● REQUIRED ACTIONS
(a) Answer these questions from the article on air travel and flu timing below, one answer per line:
(i) Which institution is the study leader affiliated with?
(ii) In which journal and month do the researchers report their findings?
(iii) How many airline passengers entered the United States in September 2001?
(b) Supply the continuation of the article on air travel and flu timing below, picking up after its final sentence.

[EXCERPTED PASSAGE Boundary: Start]

By Ben Harder
In 2001, the winter-flu season developed more gradually than usual in the United States because of a reduction in air travel after the Sept. 11 terrorist attacks, a new study says. The finding indicates that in the future, restricting air travel might delay a domestic outbreak of a dangerous pandemic strain of influenza.
Although curtailing flights could slow a pandemic, it wouldn’t single-handedly reduce the scale of death or illness, says study leader John S. Brownstein of Children’s Hospital Boston. However, flight restrictions might buy a few extra weeks for officials to distribute flu-fighting drugs or a vaccine, he and other scientists say.
Brownstein and his colleagues analyzed the timing of flu-related deaths between 1996 and 2005. While no pandemic occurred during that period, a seasonal flu swept across the United States each winter. Those outbreaks together killed nearly 400,000 people.
The researchers also considered the volume and timing of air travel within the United States and from points abroad. Two statistical relationships emerged, they report in the October PLoS Medicine.
First, the volume of airline passengers entering the United States each September predicted the timing of the next annual peak in flu mortality. Greater travel volume presaged an earlier flu season. Epidemiologists assume that infected travelers introduce the flu into the country each fall, Brownstein says.
Each September of the study’s first 5 years, about 4.5 million airline passengers entered the United States, and peak flu mortality occurred, on average, on Feb. 17.
By contrast in September 2001, only 3.5 million passengers entered the United States. In the 2001-2002 flu season, peak mortality occurred on March 2.
Air travel gradually rebounded in subsequent years, and peak flu mortality eventually returned to Feb. 17.

[EXCERPTED PASSAGE Boundary: End]
[DATASET RECORDS Boundary: Start]

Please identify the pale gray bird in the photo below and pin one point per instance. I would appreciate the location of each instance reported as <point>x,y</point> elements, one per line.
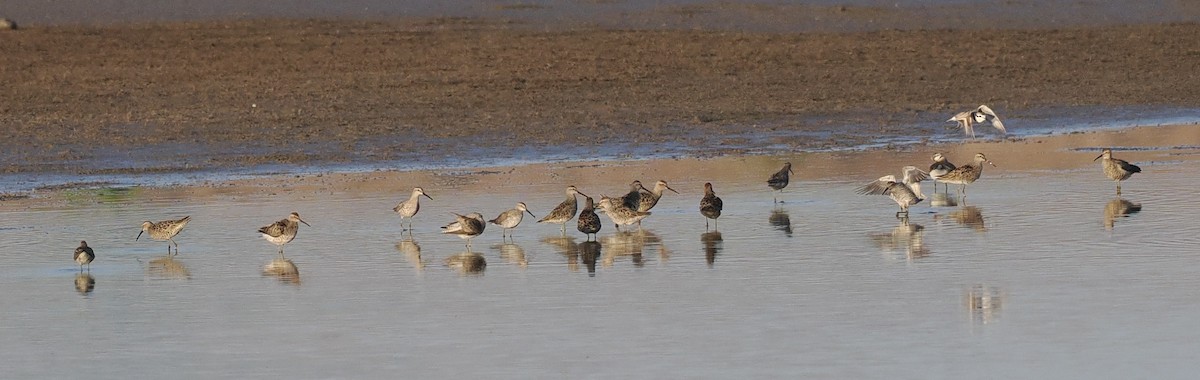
<point>969,118</point>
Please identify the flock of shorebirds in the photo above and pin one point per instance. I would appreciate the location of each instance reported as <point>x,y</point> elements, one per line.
<point>635,205</point>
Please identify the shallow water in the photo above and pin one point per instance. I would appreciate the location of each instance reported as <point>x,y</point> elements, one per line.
<point>1033,276</point>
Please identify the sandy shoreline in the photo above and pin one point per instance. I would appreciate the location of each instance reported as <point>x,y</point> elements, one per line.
<point>1147,146</point>
<point>179,97</point>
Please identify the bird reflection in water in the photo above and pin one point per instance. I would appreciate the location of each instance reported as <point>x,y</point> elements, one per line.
<point>942,200</point>
<point>513,253</point>
<point>630,243</point>
<point>713,246</point>
<point>780,221</point>
<point>1116,209</point>
<point>909,236</point>
<point>412,252</point>
<point>984,303</point>
<point>568,248</point>
<point>283,269</point>
<point>467,263</point>
<point>167,267</point>
<point>589,252</point>
<point>84,283</point>
<point>966,216</point>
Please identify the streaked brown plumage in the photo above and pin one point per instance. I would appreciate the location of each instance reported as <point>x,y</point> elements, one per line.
<point>282,231</point>
<point>778,181</point>
<point>84,255</point>
<point>165,230</point>
<point>711,205</point>
<point>1116,169</point>
<point>564,211</point>
<point>966,174</point>
<point>588,221</point>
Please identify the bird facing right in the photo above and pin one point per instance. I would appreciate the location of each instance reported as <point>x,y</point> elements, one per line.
<point>466,227</point>
<point>408,209</point>
<point>778,181</point>
<point>84,255</point>
<point>939,168</point>
<point>165,230</point>
<point>564,211</point>
<point>966,174</point>
<point>905,193</point>
<point>1116,169</point>
<point>282,231</point>
<point>711,205</point>
<point>588,221</point>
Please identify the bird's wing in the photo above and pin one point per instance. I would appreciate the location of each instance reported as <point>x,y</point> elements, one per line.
<point>1127,167</point>
<point>880,187</point>
<point>274,229</point>
<point>913,175</point>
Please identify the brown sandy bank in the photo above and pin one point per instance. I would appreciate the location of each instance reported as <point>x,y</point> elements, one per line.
<point>1149,146</point>
<point>219,95</point>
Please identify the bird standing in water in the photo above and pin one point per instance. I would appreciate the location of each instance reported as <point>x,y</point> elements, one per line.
<point>778,181</point>
<point>1116,169</point>
<point>711,205</point>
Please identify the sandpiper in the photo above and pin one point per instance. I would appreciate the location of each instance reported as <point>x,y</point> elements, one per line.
<point>84,255</point>
<point>619,213</point>
<point>651,198</point>
<point>509,219</point>
<point>978,115</point>
<point>165,230</point>
<point>778,181</point>
<point>409,207</point>
<point>634,198</point>
<point>711,205</point>
<point>564,211</point>
<point>905,193</point>
<point>588,222</point>
<point>939,168</point>
<point>1116,169</point>
<point>466,227</point>
<point>282,231</point>
<point>966,174</point>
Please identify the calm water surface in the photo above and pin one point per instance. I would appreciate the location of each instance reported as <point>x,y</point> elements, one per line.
<point>1036,275</point>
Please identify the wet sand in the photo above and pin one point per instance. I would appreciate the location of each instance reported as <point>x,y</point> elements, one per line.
<point>168,97</point>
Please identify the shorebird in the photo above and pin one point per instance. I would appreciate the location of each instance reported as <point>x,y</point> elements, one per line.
<point>1116,169</point>
<point>282,231</point>
<point>588,221</point>
<point>978,115</point>
<point>778,181</point>
<point>509,219</point>
<point>905,193</point>
<point>619,213</point>
<point>84,255</point>
<point>651,198</point>
<point>966,174</point>
<point>409,207</point>
<point>711,205</point>
<point>939,168</point>
<point>165,230</point>
<point>634,198</point>
<point>564,211</point>
<point>466,227</point>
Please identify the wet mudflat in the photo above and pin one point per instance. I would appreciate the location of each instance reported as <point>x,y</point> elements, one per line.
<point>1035,273</point>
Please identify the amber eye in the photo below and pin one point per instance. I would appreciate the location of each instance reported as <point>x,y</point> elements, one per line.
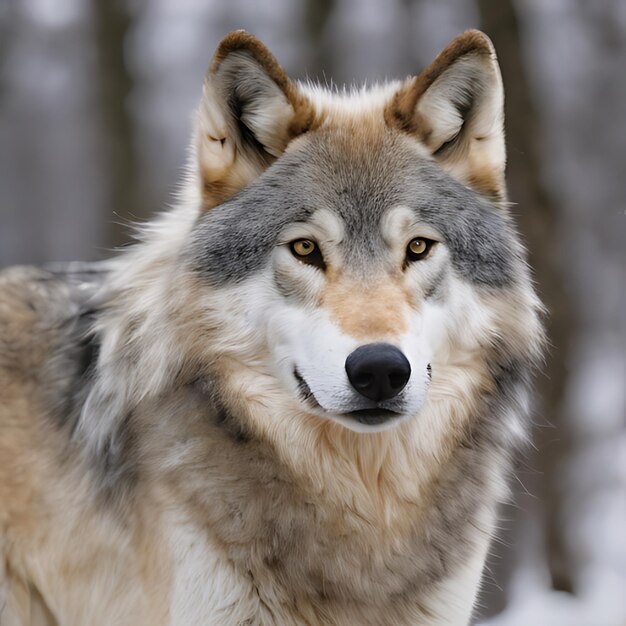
<point>308,252</point>
<point>303,247</point>
<point>418,248</point>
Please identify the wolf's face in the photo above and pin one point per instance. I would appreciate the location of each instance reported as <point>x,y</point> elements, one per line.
<point>355,257</point>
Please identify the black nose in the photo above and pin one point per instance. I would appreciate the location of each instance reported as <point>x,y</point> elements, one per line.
<point>378,371</point>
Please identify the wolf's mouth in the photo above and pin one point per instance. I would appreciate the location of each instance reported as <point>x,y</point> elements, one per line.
<point>370,416</point>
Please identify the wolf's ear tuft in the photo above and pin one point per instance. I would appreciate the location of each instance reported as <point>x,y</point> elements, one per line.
<point>455,108</point>
<point>249,112</point>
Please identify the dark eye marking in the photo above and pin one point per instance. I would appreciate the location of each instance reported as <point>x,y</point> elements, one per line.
<point>418,249</point>
<point>307,251</point>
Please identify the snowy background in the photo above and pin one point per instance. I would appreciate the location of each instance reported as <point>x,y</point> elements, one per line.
<point>95,110</point>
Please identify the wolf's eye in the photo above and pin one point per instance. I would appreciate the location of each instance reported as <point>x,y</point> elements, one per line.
<point>418,248</point>
<point>308,252</point>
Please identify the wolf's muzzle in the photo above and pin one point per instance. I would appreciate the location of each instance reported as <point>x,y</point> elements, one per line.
<point>378,371</point>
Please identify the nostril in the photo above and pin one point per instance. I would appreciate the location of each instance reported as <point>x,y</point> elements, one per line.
<point>398,379</point>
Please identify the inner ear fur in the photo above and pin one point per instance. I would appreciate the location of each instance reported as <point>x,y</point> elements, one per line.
<point>250,111</point>
<point>455,108</point>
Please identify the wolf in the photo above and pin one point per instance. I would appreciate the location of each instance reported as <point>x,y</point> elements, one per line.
<point>296,398</point>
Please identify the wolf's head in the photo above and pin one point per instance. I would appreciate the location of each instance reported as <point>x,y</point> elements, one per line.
<point>344,256</point>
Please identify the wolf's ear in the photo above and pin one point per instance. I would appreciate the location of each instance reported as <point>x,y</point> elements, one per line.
<point>455,108</point>
<point>250,110</point>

[DATASET RECORDS Boundary: End]

● RESULTS
(a)
(i) Children's Hospital Boston
(ii) The October PLoS Medicine
(iii) 3.5 million

(b)
The second statistical relationship linked domestic air travel during November, with its busy Thanksgiving holiday, with the speed with which flu spreads across the country.
Summarizing the findings, Brownstein says that after Sept. 11, 2001, “flu eventually got everywhere across the country, [but] it was delayed in getting to some places.” By comparison, there was no delay in the spread of flu that winter in France, which didn’t experience a reduction in air traffic.
The new study provides valuable empirical support for recent results from computer simulations, says epidemiologist Ira Longini of the Fred Hutchinson Cancer Research Center in Seattle. Earlier this year, he and other researchers concluded from simulation results that air-travel restrictions alone could delay a pandemic by a few weeks (SN: 4/8/06, p. 213: Available to subscribers at A Shot against Pandemic Flu: Vaccines would play pivotal role in response).
But Longini agrees with Brownstein that even “drastic disruption of air travel” is unlikely to save lives unless extra doses of antiflu drugs and a vaccine become available.
Rebecca Freeman Grais, a Paris-based epidemiologist who has modeled flu outbreaks, adds that any benefit from restricting air travel would need to be weighed against substantial economic and social costs.